======== Source data ========

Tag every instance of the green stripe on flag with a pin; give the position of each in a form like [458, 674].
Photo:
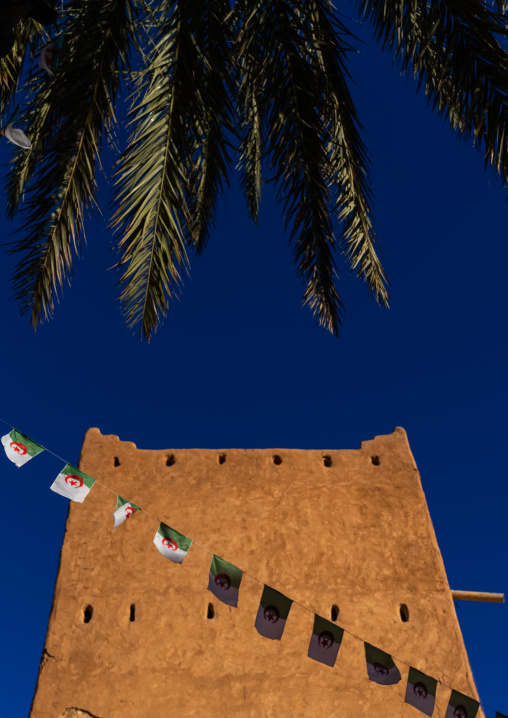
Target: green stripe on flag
[321, 625]
[376, 655]
[459, 699]
[182, 541]
[32, 447]
[121, 502]
[70, 470]
[271, 597]
[415, 677]
[219, 566]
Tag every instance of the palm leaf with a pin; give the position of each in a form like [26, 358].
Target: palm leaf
[294, 81]
[77, 110]
[171, 173]
[452, 49]
[27, 33]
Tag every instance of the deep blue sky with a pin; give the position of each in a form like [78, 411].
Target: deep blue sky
[240, 364]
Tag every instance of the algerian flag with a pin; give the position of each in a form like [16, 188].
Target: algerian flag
[72, 483]
[461, 706]
[124, 509]
[50, 54]
[272, 613]
[380, 666]
[224, 581]
[421, 691]
[325, 641]
[171, 544]
[17, 136]
[19, 448]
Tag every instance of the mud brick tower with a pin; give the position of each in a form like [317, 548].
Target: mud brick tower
[346, 533]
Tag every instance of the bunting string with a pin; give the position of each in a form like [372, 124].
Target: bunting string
[377, 660]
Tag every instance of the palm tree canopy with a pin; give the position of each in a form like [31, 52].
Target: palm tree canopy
[260, 85]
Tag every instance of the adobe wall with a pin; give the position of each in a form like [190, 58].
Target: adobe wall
[356, 534]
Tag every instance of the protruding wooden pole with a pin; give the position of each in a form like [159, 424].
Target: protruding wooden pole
[476, 596]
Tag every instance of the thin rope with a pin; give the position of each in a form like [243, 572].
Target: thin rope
[246, 573]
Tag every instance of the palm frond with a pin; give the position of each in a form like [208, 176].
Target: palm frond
[251, 78]
[26, 33]
[77, 110]
[153, 216]
[210, 129]
[348, 157]
[177, 161]
[451, 47]
[313, 140]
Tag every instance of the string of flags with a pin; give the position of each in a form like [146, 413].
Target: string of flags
[274, 607]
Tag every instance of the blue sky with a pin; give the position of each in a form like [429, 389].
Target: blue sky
[239, 363]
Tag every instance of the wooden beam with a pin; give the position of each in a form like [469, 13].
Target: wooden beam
[478, 596]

========

▶ **Given problem**: Restate each entry word for word, leaving out any pictures.

▶ **Solution to this task**:
Tag every instance of the green stripe on flag with a pin; give the position of each in a form like [458, 674].
Photo:
Target: green stripe on flag
[321, 625]
[376, 655]
[459, 699]
[182, 541]
[32, 447]
[121, 502]
[70, 470]
[271, 597]
[415, 677]
[219, 566]
Tag every instance of the palm leaf with a pin; give the position of each in a form like [26, 358].
Target: palm leaf
[294, 81]
[77, 110]
[171, 173]
[452, 49]
[27, 33]
Tag every instance of the deep blue sky with a pin; give the position of each in a form like [78, 411].
Target: deep blue sky
[240, 364]
Tag every instance of the algerian flag with a pin; give the position of each in a form like [16, 188].
Target: algerian flag
[72, 483]
[461, 706]
[124, 509]
[50, 54]
[272, 613]
[380, 666]
[224, 581]
[421, 691]
[325, 641]
[171, 544]
[17, 136]
[19, 448]
Tag every instance of the mud brick tower with a pin; give the position of each in a form like [317, 548].
Target: mud brick tower
[346, 533]
Tag every instance of the bunting string with a pin; give the position of each in a form like [372, 124].
Target: bunting string
[377, 660]
Tag every instance of the palm tree canopy with a pin; give the position of each in a form like [31, 52].
Target: palm tree canopy
[260, 85]
Tag every instance of the adobe wall with a pin; give the position of each in a form like [190, 58].
Target: adobe wall
[356, 534]
Tag every instance of the protruding wooden pole with a pin; give the position of each in a form like [159, 424].
Target: protruding wooden pole
[476, 596]
Tag every instance of the thin rope with a pin; give the position of each in a form like [243, 572].
Target: thin rope
[246, 573]
Tag every instance of the palm frond with a pin; give the position of each in a form like [208, 176].
Target: palm frond
[251, 78]
[26, 33]
[77, 110]
[153, 216]
[210, 129]
[348, 157]
[177, 161]
[451, 47]
[313, 140]
Tag every instance of the string of flags with a pin; give the position of each in a form like [146, 413].
Target: string of flags
[274, 607]
Tag every instance of the blue sky with a pin; give the position of each in a form like [429, 389].
Target: blue sky
[239, 363]
Tag every instance of the wooden beam with a pin; give the position of each in a form like [469, 13].
Target: wooden beam
[478, 596]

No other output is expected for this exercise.